> Brief
In the lines from the one containing "For the audit set, annotate each instance of the white sneaker" through the end, change every "audit set" to "review set" and leave everything else the same. Give back only that stretch of lines.

> Recorded information
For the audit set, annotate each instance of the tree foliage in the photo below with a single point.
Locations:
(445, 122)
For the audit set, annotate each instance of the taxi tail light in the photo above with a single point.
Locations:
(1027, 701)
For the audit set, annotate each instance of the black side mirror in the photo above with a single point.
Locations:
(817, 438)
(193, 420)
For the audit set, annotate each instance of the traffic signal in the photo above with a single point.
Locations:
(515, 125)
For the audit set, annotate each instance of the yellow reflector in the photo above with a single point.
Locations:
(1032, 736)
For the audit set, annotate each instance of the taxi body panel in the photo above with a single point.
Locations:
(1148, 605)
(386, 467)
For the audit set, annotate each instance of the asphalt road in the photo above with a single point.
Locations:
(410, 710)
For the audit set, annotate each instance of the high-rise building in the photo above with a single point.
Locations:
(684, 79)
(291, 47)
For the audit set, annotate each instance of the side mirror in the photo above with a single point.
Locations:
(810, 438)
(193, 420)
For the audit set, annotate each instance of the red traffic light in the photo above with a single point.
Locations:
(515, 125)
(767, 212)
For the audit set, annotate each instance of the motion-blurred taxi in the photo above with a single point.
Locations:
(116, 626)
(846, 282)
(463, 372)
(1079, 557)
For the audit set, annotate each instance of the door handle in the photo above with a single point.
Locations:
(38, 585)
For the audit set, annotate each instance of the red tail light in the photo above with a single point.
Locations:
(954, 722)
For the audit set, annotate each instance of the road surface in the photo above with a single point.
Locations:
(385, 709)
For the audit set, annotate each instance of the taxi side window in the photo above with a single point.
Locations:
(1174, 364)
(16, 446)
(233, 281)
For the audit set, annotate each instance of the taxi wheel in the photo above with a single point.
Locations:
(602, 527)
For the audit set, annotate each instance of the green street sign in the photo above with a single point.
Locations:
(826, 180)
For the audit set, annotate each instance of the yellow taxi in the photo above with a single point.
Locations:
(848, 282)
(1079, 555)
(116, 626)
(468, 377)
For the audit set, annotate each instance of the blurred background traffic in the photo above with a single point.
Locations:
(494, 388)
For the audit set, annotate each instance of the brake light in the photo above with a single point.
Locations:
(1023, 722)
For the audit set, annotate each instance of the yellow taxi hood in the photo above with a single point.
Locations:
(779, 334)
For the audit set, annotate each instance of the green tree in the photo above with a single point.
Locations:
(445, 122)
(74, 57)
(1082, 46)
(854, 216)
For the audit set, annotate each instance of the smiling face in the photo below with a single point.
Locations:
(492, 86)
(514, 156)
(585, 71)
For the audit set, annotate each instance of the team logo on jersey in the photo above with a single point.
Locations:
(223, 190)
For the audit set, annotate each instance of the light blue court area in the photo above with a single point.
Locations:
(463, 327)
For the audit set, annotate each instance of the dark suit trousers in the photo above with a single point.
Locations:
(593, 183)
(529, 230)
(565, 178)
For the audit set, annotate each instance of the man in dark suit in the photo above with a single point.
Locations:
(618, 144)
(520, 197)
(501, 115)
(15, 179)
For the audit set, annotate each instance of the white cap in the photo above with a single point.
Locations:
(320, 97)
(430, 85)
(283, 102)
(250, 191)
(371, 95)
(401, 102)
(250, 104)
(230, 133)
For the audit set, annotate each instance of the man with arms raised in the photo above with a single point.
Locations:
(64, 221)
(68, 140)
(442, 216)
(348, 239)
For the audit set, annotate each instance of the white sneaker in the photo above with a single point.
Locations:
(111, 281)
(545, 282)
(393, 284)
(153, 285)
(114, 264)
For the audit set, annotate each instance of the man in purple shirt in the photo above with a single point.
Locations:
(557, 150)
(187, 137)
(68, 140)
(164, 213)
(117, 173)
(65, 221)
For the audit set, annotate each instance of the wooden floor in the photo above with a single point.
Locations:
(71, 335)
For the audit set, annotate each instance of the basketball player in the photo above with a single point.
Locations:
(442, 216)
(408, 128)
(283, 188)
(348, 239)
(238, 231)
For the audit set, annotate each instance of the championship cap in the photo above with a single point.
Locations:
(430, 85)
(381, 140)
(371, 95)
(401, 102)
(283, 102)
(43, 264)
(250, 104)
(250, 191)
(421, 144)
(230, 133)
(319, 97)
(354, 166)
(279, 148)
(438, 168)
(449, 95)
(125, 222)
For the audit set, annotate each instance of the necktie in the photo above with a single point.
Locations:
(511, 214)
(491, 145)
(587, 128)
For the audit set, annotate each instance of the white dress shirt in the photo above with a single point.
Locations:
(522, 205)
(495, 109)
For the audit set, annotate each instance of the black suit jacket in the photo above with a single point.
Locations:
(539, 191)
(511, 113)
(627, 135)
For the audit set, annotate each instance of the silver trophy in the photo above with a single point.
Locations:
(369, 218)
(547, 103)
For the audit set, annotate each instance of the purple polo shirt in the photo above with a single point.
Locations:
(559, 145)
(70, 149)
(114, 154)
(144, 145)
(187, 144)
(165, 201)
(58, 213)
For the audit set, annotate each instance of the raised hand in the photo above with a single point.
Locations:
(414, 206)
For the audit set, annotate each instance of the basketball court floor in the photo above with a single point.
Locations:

> Task response
For the review set, annotate each instance of the white sneaker in the photo above with a single point.
Locations:
(111, 281)
(545, 282)
(393, 284)
(153, 285)
(114, 264)
For the review set, annotate each instance of the man in purple shirt in the photo above with a single point.
Locations:
(557, 150)
(187, 137)
(68, 140)
(164, 213)
(117, 173)
(65, 221)
For the review set, annotate each instance of the wooden floor in the photo above with a single point.
Locations:
(71, 335)
For the review set, annotate each instance of the basketball player in the photo above with a single point.
Locations:
(442, 216)
(408, 128)
(283, 188)
(348, 239)
(238, 231)
For the review set, annotate each instance of the championship cap in the photo above with a single point.
Locations:
(430, 85)
(381, 140)
(371, 95)
(401, 102)
(283, 102)
(43, 264)
(250, 104)
(250, 191)
(421, 144)
(230, 133)
(319, 97)
(354, 166)
(279, 148)
(438, 168)
(449, 95)
(125, 222)
For the review set, annotate each instance of the necktie in the photo above with a single point.
Locations:
(511, 214)
(491, 145)
(587, 128)
For the review set, annotate each instance of the white dress shirt in the photo above with a single point.
Locations:
(522, 205)
(495, 109)
For the review set, annotate each instance of the black suit jacket in the photo above with a single point.
Locations:
(539, 191)
(511, 113)
(627, 135)
For the review set, annotate each instance of the silver trophy in the photo above with a single point.
Locations:
(369, 218)
(547, 103)
For the review set, annotate each instance of the purple polo shirt in the photo above with a single point.
Locations:
(559, 145)
(70, 149)
(114, 154)
(144, 145)
(187, 144)
(165, 201)
(58, 213)
For the review set, annotate each instance of the raised hand in the photo above with a single point.
Locations:
(414, 206)
For the review set, annotate each instance of the basketball court floor in the photo above with a single point.
Locations:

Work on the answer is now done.